TEXT BLOCK: Begin

Indeed, Mullan cites a sobering statistic that foretells the transition. He says that when he got into the field 20 years ago, one out of four or five labs that applied for grant money were successful. That figure, says Mullan, has dropped to about three out of 100. “It's drastically difficult to get funding,” says Mullan. “National Institute of Health funding has really crashed.”

'Make a difference'
One constant in the funding support during the past decade has been Bob Roskamp and his family. Roskamp, a onetime physics teacher at a suburban Chicago high school, launched the institute in 2003.

The move was the culmination of a career spent helping others: First, in the 1970s, Roskamp ran a home for physically disabled adults in Chicago. After that he built Bradenton-based Freedom Group Inc. into a $150 million senior housing conglomerate. The firm had 2,000 employees nationwide at its peak. The firm also introduced a new business model to senior housing, the concept of a “debt free” senior living community, where a client pays an entry fee prior to construction of a residence.

TEXT BLOCK: End

» ASSIGNED TASK
Carry the passage about Bob Roskamp and his institute's funding forward from its last sentence. The lines that come next are from an unrelated source.

DATA SECTION: Begin

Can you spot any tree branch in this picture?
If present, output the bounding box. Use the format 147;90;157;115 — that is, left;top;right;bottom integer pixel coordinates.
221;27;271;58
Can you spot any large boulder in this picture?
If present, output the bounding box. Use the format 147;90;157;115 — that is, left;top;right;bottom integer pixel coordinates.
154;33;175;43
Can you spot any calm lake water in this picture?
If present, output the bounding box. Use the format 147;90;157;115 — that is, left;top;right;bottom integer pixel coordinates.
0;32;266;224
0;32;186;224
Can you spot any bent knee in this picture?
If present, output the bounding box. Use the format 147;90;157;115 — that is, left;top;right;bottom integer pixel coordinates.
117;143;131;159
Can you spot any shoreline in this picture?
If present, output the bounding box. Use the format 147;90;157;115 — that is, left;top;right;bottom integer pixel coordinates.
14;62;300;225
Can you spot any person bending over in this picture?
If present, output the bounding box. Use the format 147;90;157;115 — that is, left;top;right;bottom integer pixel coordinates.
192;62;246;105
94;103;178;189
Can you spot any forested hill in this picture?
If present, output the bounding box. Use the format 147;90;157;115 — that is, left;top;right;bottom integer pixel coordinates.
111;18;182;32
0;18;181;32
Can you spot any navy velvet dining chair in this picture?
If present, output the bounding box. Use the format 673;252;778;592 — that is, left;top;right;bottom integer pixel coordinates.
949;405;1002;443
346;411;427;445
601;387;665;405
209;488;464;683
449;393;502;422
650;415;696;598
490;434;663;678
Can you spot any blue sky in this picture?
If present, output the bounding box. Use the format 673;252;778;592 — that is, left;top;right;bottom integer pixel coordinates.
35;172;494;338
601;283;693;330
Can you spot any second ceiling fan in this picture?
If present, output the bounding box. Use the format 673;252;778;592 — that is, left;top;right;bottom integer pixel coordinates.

DATA SECTION: End

» TASK RESPONSE
Roskamp, 74, is active in several other businesses and nonprofits, both locally and nationwide. But his passion remains with brain diseases, an enthusiasm born from his work experience and in memory of his older brother Bert Roskamp, who suffered from schizophrenia. Bert Roskamp committed suicide in 1972.

“We want to make a real difference in diseases of the mind,” Roskamp told the Business Observer in a 2009 story. “If we succeed at this, my life will have meant a whole lot more than it has to date.”

Roskamp's point man in that mission is Mullan, who brings a medical degree and a Ph.D. in molecular genetics from London University to the institute. Mullan has spent the bulk of his career in biomedical research of brain diseases. He has co-authored more than 200 papers and holds several patents.

Like Bob Roskamp, Mullan is driven for the cause. “These disorders cause a massive amount of human suffering,” he says. “The burden for the family could be much worse than cancer, partially because it can go on for so long.”

Go deep
Mullan says the Roskamp mission will only be a success if he, and the rest of the institute, embrace for-profit partnerships and businesses.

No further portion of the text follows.